• Record excerpts
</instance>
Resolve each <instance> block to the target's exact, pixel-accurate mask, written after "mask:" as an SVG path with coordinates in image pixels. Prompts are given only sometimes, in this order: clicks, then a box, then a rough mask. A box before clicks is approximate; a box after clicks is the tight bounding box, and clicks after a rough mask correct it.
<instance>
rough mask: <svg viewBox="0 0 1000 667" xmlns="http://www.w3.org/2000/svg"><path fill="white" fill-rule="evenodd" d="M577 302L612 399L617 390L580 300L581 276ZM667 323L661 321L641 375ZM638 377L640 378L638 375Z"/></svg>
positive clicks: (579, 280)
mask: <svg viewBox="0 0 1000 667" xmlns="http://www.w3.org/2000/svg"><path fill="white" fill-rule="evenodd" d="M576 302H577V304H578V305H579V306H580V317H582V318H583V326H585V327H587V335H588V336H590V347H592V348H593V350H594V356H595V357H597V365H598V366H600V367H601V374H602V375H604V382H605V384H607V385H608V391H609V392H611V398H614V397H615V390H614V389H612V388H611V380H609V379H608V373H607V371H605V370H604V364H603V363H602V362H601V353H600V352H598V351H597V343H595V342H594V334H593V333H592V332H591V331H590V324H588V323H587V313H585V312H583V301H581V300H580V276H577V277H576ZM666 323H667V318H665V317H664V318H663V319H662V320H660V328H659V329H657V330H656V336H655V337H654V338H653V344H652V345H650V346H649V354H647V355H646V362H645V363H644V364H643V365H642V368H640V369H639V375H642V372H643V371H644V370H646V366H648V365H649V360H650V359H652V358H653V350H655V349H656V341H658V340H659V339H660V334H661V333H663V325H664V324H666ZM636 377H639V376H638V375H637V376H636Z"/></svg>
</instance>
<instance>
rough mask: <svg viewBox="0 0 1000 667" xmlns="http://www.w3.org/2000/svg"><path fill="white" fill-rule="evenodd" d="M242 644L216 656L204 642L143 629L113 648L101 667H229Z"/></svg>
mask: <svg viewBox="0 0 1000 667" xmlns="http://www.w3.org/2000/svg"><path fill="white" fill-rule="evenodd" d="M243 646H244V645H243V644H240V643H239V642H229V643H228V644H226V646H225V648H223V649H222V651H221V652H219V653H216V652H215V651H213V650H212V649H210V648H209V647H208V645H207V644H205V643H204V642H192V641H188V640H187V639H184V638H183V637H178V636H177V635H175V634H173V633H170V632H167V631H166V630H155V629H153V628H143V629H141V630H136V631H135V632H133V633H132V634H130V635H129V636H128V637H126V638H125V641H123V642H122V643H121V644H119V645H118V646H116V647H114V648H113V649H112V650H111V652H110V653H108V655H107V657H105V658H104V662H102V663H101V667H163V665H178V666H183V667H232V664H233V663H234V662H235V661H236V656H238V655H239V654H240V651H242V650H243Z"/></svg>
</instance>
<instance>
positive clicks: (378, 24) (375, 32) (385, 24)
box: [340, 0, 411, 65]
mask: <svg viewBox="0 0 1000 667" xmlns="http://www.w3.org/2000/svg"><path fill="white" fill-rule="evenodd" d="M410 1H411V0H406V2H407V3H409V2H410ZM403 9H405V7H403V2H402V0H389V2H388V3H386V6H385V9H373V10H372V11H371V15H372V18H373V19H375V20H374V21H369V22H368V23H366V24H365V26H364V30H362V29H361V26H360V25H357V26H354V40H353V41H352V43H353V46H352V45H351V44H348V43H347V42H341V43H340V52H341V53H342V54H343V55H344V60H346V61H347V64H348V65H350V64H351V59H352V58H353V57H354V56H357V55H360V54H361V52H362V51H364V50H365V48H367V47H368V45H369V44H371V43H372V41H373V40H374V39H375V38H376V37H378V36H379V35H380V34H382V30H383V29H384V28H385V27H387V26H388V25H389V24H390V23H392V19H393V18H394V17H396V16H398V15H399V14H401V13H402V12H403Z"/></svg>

• Instructions for the task
Set down each line of the material above without a single alteration.

• Task output
</instance>
Resolve each <instance> block to the target's exact, pixel-accurate mask, written after "mask:" as an SVG path with coordinates in image pixels. Prompts are given only sometimes, in this order: clicks, then a box, then a rough mask. A box before clicks is approximate; a box after clicks is the tight bounding box, and clicks after a rough mask correct it.
<instance>
rough mask: <svg viewBox="0 0 1000 667" xmlns="http://www.w3.org/2000/svg"><path fill="white" fill-rule="evenodd" d="M577 302L612 399L617 390L580 300L581 276ZM667 323L661 321L641 375ZM638 377L640 378L638 375Z"/></svg>
positive clicks: (579, 280)
mask: <svg viewBox="0 0 1000 667" xmlns="http://www.w3.org/2000/svg"><path fill="white" fill-rule="evenodd" d="M576 302H577V304H578V305H579V306H580V317H582V318H583V326H585V327H587V335H588V336H590V347H592V348H593V350H594V356H595V357H597V365H598V366H600V367H601V374H602V375H604V382H605V384H607V385H608V391H609V392H611V398H614V397H615V390H614V389H612V388H611V380H609V379H608V373H607V371H605V370H604V364H603V363H602V362H601V353H600V352H598V351H597V343H595V342H594V334H593V333H592V332H591V331H590V324H588V323H587V313H585V312H583V301H581V300H580V276H577V277H576ZM666 323H667V318H665V317H664V318H663V319H662V320H660V328H659V329H657V330H656V336H655V337H654V338H653V344H652V345H650V346H649V354H647V355H646V362H645V363H644V364H643V365H642V368H640V369H639V375H642V372H643V371H644V370H646V366H648V365H649V360H650V359H652V358H653V350H655V349H656V341H658V340H659V339H660V334H661V333H663V325H664V324H666ZM636 377H639V376H638V375H637V376H636Z"/></svg>
</instance>
<instance>
rough mask: <svg viewBox="0 0 1000 667" xmlns="http://www.w3.org/2000/svg"><path fill="white" fill-rule="evenodd" d="M242 644L216 656L204 642L143 629L113 648L101 667H229Z"/></svg>
mask: <svg viewBox="0 0 1000 667" xmlns="http://www.w3.org/2000/svg"><path fill="white" fill-rule="evenodd" d="M243 646H244V645H243V644H240V643H239V642H229V643H228V644H226V646H225V648H223V649H222V651H221V652H219V653H216V652H215V651H213V650H212V649H210V648H209V647H208V645H207V644H205V643H204V642H192V641H188V640H187V639H184V638H183V637H178V636H177V635H175V634H173V633H170V632H167V631H166V630H155V629H153V628H143V629H141V630H136V631H135V632H133V633H132V634H130V635H129V636H128V637H126V638H125V641H123V642H122V643H121V644H119V645H118V646H116V647H114V648H113V649H112V650H111V652H110V653H108V655H107V657H105V658H104V662H102V663H101V667H163V665H178V666H183V667H232V664H233V663H234V662H235V661H236V656H238V655H239V654H240V651H242V650H243Z"/></svg>
</instance>
<instance>
positive clicks: (378, 24) (375, 32) (385, 24)
box: [340, 0, 411, 65]
mask: <svg viewBox="0 0 1000 667" xmlns="http://www.w3.org/2000/svg"><path fill="white" fill-rule="evenodd" d="M410 1H411V0H406V2H407V3H409V2H410ZM403 9H405V7H403V2H402V0H389V2H388V3H386V6H385V9H373V10H372V11H371V15H372V18H373V19H375V20H374V21H369V22H368V23H366V24H365V26H364V30H362V29H361V26H360V25H357V26H354V40H353V41H352V43H353V46H352V45H351V44H348V43H347V42H341V43H340V52H341V53H342V54H343V55H344V60H346V61H347V64H348V65H350V64H351V59H352V58H353V57H354V56H357V55H360V54H361V52H362V51H364V50H365V48H367V47H368V45H369V44H371V43H372V41H373V40H374V39H375V38H376V37H378V36H379V35H380V34H382V30H383V29H384V28H385V27H387V26H388V25H389V24H390V23H392V19H393V18H394V17H396V16H398V15H399V14H401V13H402V12H403Z"/></svg>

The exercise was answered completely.